Saved data entries:
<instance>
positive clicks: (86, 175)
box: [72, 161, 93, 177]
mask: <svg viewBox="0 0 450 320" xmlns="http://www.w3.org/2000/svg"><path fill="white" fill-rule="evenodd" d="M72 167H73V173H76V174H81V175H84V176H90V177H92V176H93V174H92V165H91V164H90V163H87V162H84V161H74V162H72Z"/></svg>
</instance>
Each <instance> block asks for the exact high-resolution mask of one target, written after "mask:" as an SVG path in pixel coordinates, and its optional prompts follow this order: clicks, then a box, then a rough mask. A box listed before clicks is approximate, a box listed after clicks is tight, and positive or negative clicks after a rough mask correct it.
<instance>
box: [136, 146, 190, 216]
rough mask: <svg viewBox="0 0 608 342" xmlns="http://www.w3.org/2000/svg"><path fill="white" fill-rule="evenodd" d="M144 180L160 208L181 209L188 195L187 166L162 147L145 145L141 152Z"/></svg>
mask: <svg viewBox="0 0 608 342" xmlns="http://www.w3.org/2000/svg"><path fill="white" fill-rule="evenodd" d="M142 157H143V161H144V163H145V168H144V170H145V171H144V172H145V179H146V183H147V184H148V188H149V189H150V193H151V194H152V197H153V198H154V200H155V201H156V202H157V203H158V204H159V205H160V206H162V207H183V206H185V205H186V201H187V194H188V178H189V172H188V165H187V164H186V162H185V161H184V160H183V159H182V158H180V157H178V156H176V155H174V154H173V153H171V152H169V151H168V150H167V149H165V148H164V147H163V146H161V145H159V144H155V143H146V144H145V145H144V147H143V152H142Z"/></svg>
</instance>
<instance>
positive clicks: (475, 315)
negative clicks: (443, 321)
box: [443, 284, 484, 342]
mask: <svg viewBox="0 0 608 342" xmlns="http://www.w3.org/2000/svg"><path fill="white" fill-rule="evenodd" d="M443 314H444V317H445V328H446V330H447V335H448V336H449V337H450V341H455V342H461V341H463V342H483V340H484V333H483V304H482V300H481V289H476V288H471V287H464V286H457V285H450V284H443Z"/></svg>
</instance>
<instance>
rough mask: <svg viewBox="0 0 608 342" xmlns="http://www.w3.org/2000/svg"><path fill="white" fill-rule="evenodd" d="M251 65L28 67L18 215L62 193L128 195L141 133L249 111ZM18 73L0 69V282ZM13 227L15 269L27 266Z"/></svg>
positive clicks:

> _YOUR GOAL_:
From the entries above, print the lines beginning at the one with "Each <instance> block" and stopping after the one with "positive clicks: (475, 315)", exactly as written and with nothing else.

> _WRITTEN ANSWER_:
Each <instance> block asks for the exact high-resolution mask of one target, written after "mask:" as an SVG path in pixel coordinates, and its optional prompts follow this order: clicks, then a box, then a rough mask. A box listed before clicks is approximate, a box listed after clicks is tight, and positive or negative clicks after a rough mask correct it.
<instance>
box: [136, 146, 190, 216]
rough mask: <svg viewBox="0 0 608 342" xmlns="http://www.w3.org/2000/svg"><path fill="white" fill-rule="evenodd" d="M144 180L160 208L181 209L188 195L187 166L162 147L145 145L141 152Z"/></svg>
mask: <svg viewBox="0 0 608 342" xmlns="http://www.w3.org/2000/svg"><path fill="white" fill-rule="evenodd" d="M142 157H143V161H144V163H145V168H144V170H145V171H144V172H145V179H146V183H147V184H148V188H149V189H150V193H151V194H152V197H153V198H154V200H155V201H156V202H157V203H158V204H159V205H160V206H162V207H183V206H185V205H186V201H187V194H188V178H189V172H188V165H187V164H186V162H185V161H184V160H183V159H182V158H180V157H178V156H176V155H174V154H173V153H171V152H169V151H168V150H167V149H165V148H164V147H163V146H161V145H159V144H155V143H146V144H145V145H144V147H143V152H142Z"/></svg>
</instance>
<instance>
positive clicks: (475, 315)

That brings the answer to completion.